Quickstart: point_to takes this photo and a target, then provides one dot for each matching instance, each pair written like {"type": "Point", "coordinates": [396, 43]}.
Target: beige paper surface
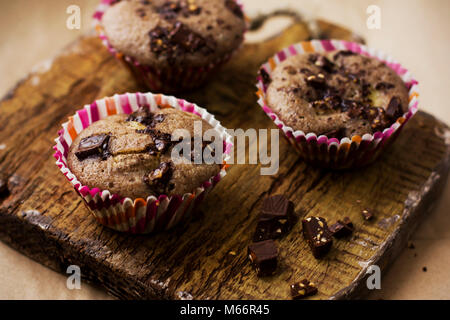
{"type": "Point", "coordinates": [412, 31]}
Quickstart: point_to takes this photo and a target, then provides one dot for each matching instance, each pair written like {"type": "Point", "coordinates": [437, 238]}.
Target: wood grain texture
{"type": "Point", "coordinates": [44, 218]}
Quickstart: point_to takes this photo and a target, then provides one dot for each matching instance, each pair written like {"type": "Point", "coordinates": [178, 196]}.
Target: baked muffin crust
{"type": "Point", "coordinates": [337, 94]}
{"type": "Point", "coordinates": [180, 32]}
{"type": "Point", "coordinates": [130, 155]}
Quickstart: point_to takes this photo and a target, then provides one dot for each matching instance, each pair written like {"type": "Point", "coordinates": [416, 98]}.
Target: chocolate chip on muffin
{"type": "Point", "coordinates": [337, 94]}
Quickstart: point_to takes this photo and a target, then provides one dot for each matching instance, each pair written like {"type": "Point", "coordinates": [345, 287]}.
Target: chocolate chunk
{"type": "Point", "coordinates": [263, 256]}
{"type": "Point", "coordinates": [342, 228]}
{"type": "Point", "coordinates": [394, 108]}
{"type": "Point", "coordinates": [171, 9]}
{"type": "Point", "coordinates": [337, 133]}
{"type": "Point", "coordinates": [325, 64]}
{"type": "Point", "coordinates": [384, 86]}
{"type": "Point", "coordinates": [179, 40]}
{"type": "Point", "coordinates": [265, 76]}
{"type": "Point", "coordinates": [367, 214]}
{"type": "Point", "coordinates": [158, 179]}
{"type": "Point", "coordinates": [234, 7]}
{"type": "Point", "coordinates": [303, 289]}
{"type": "Point", "coordinates": [3, 185]}
{"type": "Point", "coordinates": [276, 218]}
{"type": "Point", "coordinates": [96, 145]}
{"type": "Point", "coordinates": [343, 53]}
{"type": "Point", "coordinates": [316, 233]}
{"type": "Point", "coordinates": [316, 81]}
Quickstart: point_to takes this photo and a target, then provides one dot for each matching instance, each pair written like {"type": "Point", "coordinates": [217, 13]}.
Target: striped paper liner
{"type": "Point", "coordinates": [348, 152]}
{"type": "Point", "coordinates": [169, 80]}
{"type": "Point", "coordinates": [126, 214]}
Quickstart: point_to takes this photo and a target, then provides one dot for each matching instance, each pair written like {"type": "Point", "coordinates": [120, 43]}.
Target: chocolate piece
{"type": "Point", "coordinates": [161, 141]}
{"type": "Point", "coordinates": [343, 53]}
{"type": "Point", "coordinates": [394, 108]}
{"type": "Point", "coordinates": [3, 185]}
{"type": "Point", "coordinates": [337, 133]}
{"type": "Point", "coordinates": [384, 86]}
{"type": "Point", "coordinates": [265, 76]}
{"type": "Point", "coordinates": [325, 64]}
{"type": "Point", "coordinates": [171, 9]}
{"type": "Point", "coordinates": [263, 256]}
{"type": "Point", "coordinates": [179, 40]}
{"type": "Point", "coordinates": [158, 179]}
{"type": "Point", "coordinates": [342, 228]}
{"type": "Point", "coordinates": [276, 218]}
{"type": "Point", "coordinates": [234, 7]}
{"type": "Point", "coordinates": [316, 233]}
{"type": "Point", "coordinates": [367, 215]}
{"type": "Point", "coordinates": [303, 289]}
{"type": "Point", "coordinates": [93, 146]}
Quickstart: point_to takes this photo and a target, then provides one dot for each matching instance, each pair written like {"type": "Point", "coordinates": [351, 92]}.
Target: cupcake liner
{"type": "Point", "coordinates": [169, 80]}
{"type": "Point", "coordinates": [349, 152]}
{"type": "Point", "coordinates": [126, 214]}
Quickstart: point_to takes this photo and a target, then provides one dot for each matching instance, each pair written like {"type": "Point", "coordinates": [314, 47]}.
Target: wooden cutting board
{"type": "Point", "coordinates": [45, 219]}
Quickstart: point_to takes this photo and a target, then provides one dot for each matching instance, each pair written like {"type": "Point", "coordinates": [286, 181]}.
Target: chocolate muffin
{"type": "Point", "coordinates": [130, 155]}
{"type": "Point", "coordinates": [172, 37]}
{"type": "Point", "coordinates": [337, 94]}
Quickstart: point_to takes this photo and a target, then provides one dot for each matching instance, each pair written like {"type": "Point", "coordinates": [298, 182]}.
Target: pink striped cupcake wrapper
{"type": "Point", "coordinates": [168, 80]}
{"type": "Point", "coordinates": [126, 214]}
{"type": "Point", "coordinates": [348, 152]}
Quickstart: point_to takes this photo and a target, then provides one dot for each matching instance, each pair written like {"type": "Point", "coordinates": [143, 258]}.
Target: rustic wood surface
{"type": "Point", "coordinates": [44, 218]}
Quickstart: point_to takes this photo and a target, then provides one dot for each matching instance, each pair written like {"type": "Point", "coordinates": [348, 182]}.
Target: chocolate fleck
{"type": "Point", "coordinates": [342, 228]}
{"type": "Point", "coordinates": [303, 289]}
{"type": "Point", "coordinates": [96, 145]}
{"type": "Point", "coordinates": [235, 8]}
{"type": "Point", "coordinates": [158, 179]}
{"type": "Point", "coordinates": [394, 108]}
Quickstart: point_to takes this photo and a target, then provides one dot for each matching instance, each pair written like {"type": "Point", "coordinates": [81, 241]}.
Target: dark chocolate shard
{"type": "Point", "coordinates": [235, 8]}
{"type": "Point", "coordinates": [145, 117]}
{"type": "Point", "coordinates": [367, 214]}
{"type": "Point", "coordinates": [343, 53]}
{"type": "Point", "coordinates": [342, 228]}
{"type": "Point", "coordinates": [316, 81]}
{"type": "Point", "coordinates": [161, 141]}
{"type": "Point", "coordinates": [276, 219]}
{"type": "Point", "coordinates": [265, 76]}
{"type": "Point", "coordinates": [263, 256]}
{"type": "Point", "coordinates": [303, 289]}
{"type": "Point", "coordinates": [158, 179]}
{"type": "Point", "coordinates": [325, 64]}
{"type": "Point", "coordinates": [96, 145]}
{"type": "Point", "coordinates": [394, 108]}
{"type": "Point", "coordinates": [336, 133]}
{"type": "Point", "coordinates": [316, 233]}
{"type": "Point", "coordinates": [179, 40]}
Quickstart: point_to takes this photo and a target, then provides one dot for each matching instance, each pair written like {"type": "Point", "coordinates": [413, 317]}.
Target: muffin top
{"type": "Point", "coordinates": [180, 32]}
{"type": "Point", "coordinates": [130, 155]}
{"type": "Point", "coordinates": [337, 94]}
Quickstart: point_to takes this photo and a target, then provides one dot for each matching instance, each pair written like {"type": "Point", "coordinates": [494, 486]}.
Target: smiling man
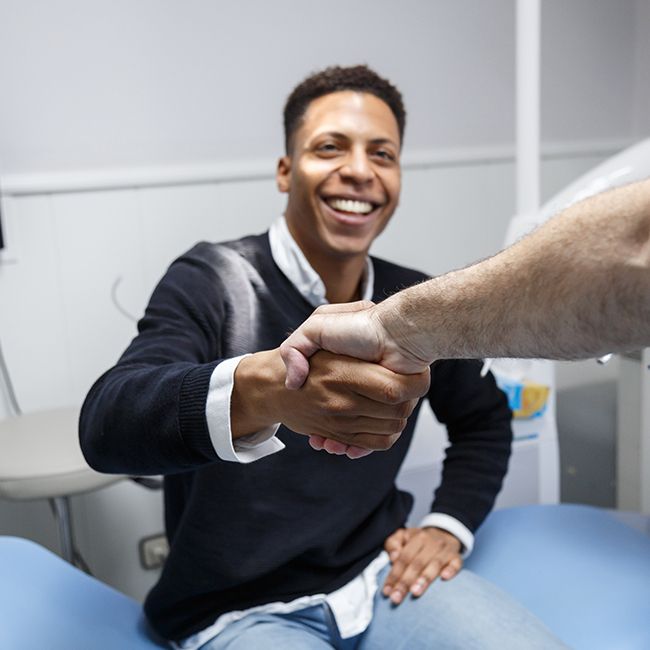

• Exercise goal
With the pictures stripped out, return each record word for word.

• Result for this task
Quickstart: point_to takes this photo and a target, then provides one dot for each matching instance, each pair written like {"type": "Point", "coordinates": [396, 43]}.
Target: beige paper surface
{"type": "Point", "coordinates": [412, 31]}
Quickstart: point_to takes this photo and a target, then provides one dot for each matching instance, each pair written like {"type": "Point", "coordinates": [437, 238]}.
Target: wood grain texture
{"type": "Point", "coordinates": [44, 218]}
Quickstart: point_to takes this photo and a target, then provides one dot for each matching instance, each pair written like {"type": "Point", "coordinates": [178, 196]}.
Target: baked muffin crust
{"type": "Point", "coordinates": [337, 94]}
{"type": "Point", "coordinates": [180, 32]}
{"type": "Point", "coordinates": [130, 155]}
Quickstart: point_to takes this photo and a target, then provides one dot for each matching instance, each pair written like {"type": "Point", "coordinates": [416, 98]}.
Target: chocolate chip on muffin
{"type": "Point", "coordinates": [337, 94]}
Quickstart: point_to takes this photo and a target, then provides one dot for each matching instance, each pair written like {"type": "Point", "coordinates": [345, 287]}.
Target: chocolate chunk
{"type": "Point", "coordinates": [263, 256]}
{"type": "Point", "coordinates": [342, 228]}
{"type": "Point", "coordinates": [394, 108]}
{"type": "Point", "coordinates": [171, 9]}
{"type": "Point", "coordinates": [337, 133]}
{"type": "Point", "coordinates": [325, 64]}
{"type": "Point", "coordinates": [384, 86]}
{"type": "Point", "coordinates": [179, 40]}
{"type": "Point", "coordinates": [265, 76]}
{"type": "Point", "coordinates": [367, 214]}
{"type": "Point", "coordinates": [158, 179]}
{"type": "Point", "coordinates": [234, 7]}
{"type": "Point", "coordinates": [303, 289]}
{"type": "Point", "coordinates": [3, 185]}
{"type": "Point", "coordinates": [276, 218]}
{"type": "Point", "coordinates": [96, 145]}
{"type": "Point", "coordinates": [343, 53]}
{"type": "Point", "coordinates": [316, 233]}
{"type": "Point", "coordinates": [316, 81]}
Quickstart: point_to takes this photo and a target, then provides one dot for each matching instance, each pair written like {"type": "Point", "coordinates": [217, 13]}.
Target: striped paper liner
{"type": "Point", "coordinates": [348, 152]}
{"type": "Point", "coordinates": [169, 80]}
{"type": "Point", "coordinates": [126, 214]}
Quickstart: point_to takes this photo and a target, then provides one dot for each matching instance, each pair written like {"type": "Point", "coordinates": [120, 43]}.
Target: chocolate piece
{"type": "Point", "coordinates": [161, 141]}
{"type": "Point", "coordinates": [343, 53]}
{"type": "Point", "coordinates": [394, 108]}
{"type": "Point", "coordinates": [3, 185]}
{"type": "Point", "coordinates": [337, 133]}
{"type": "Point", "coordinates": [384, 86]}
{"type": "Point", "coordinates": [265, 76]}
{"type": "Point", "coordinates": [325, 64]}
{"type": "Point", "coordinates": [171, 9]}
{"type": "Point", "coordinates": [263, 256]}
{"type": "Point", "coordinates": [179, 40]}
{"type": "Point", "coordinates": [158, 179]}
{"type": "Point", "coordinates": [342, 228]}
{"type": "Point", "coordinates": [276, 218]}
{"type": "Point", "coordinates": [234, 7]}
{"type": "Point", "coordinates": [316, 233]}
{"type": "Point", "coordinates": [367, 215]}
{"type": "Point", "coordinates": [303, 289]}
{"type": "Point", "coordinates": [93, 146]}
Quickstart: point_to takes this photo and a target, then provides one dot for each matching instance, each pair written like {"type": "Point", "coordinates": [351, 92]}.
Target: cupcake liner
{"type": "Point", "coordinates": [169, 80]}
{"type": "Point", "coordinates": [349, 152]}
{"type": "Point", "coordinates": [126, 214]}
Quickstart: point_to takes this photo and a target, then provides one dot for each matching instance, each pair written like {"type": "Point", "coordinates": [314, 47]}.
Target: wooden cutting board
{"type": "Point", "coordinates": [45, 219]}
Quickstart: point_to takes this photo and a target, then provides one dot for each matching instance, each pair written like {"type": "Point", "coordinates": [286, 181]}.
Target: chocolate muffin
{"type": "Point", "coordinates": [130, 155]}
{"type": "Point", "coordinates": [172, 37]}
{"type": "Point", "coordinates": [337, 94]}
Quickstart: point_to takes this photo and a target, then provides one dot for each matching instance, each pair written like {"type": "Point", "coordinates": [298, 182]}.
Target: pink striped cupcake wrapper
{"type": "Point", "coordinates": [168, 80]}
{"type": "Point", "coordinates": [126, 214]}
{"type": "Point", "coordinates": [348, 152]}
Quickstart: point_to takes this photo and a target, then provides one dot for each matching instance, each pair written like {"type": "Point", "coordinates": [143, 258]}.
Target: rustic wood surface
{"type": "Point", "coordinates": [44, 218]}
Quickstart: point_to takes this photo and a target, then provides one dot for each matching instance, each pair written like {"type": "Point", "coordinates": [348, 182]}.
Target: chocolate fleck
{"type": "Point", "coordinates": [342, 228]}
{"type": "Point", "coordinates": [303, 289]}
{"type": "Point", "coordinates": [96, 145]}
{"type": "Point", "coordinates": [235, 8]}
{"type": "Point", "coordinates": [158, 179]}
{"type": "Point", "coordinates": [394, 108]}
Quickstart: point_to takes this photo and a target, then provides one dot for each matching instance, each pair written like {"type": "Point", "coordinates": [81, 241]}.
Target: dark chocolate shard
{"type": "Point", "coordinates": [235, 8]}
{"type": "Point", "coordinates": [145, 117]}
{"type": "Point", "coordinates": [367, 214]}
{"type": "Point", "coordinates": [343, 53]}
{"type": "Point", "coordinates": [342, 228]}
{"type": "Point", "coordinates": [316, 81]}
{"type": "Point", "coordinates": [161, 141]}
{"type": "Point", "coordinates": [276, 219]}
{"type": "Point", "coordinates": [265, 76]}
{"type": "Point", "coordinates": [263, 256]}
{"type": "Point", "coordinates": [303, 289]}
{"type": "Point", "coordinates": [158, 179]}
{"type": "Point", "coordinates": [325, 64]}
{"type": "Point", "coordinates": [96, 145]}
{"type": "Point", "coordinates": [394, 108]}
{"type": "Point", "coordinates": [336, 133]}
{"type": "Point", "coordinates": [316, 233]}
{"type": "Point", "coordinates": [179, 40]}
Quickstart: point_to takes this photo and a target, then provides one dot for each matching instance, each pair written like {"type": "Point", "coordinates": [413, 317]}.
Target: muffin top
{"type": "Point", "coordinates": [180, 32]}
{"type": "Point", "coordinates": [130, 155]}
{"type": "Point", "coordinates": [337, 94]}
Quickstart: point_to takes this photo and a target, then provides one dot for each matching instance, each pair written like {"type": "Point", "coordinates": [494, 486]}.
Target: smiling man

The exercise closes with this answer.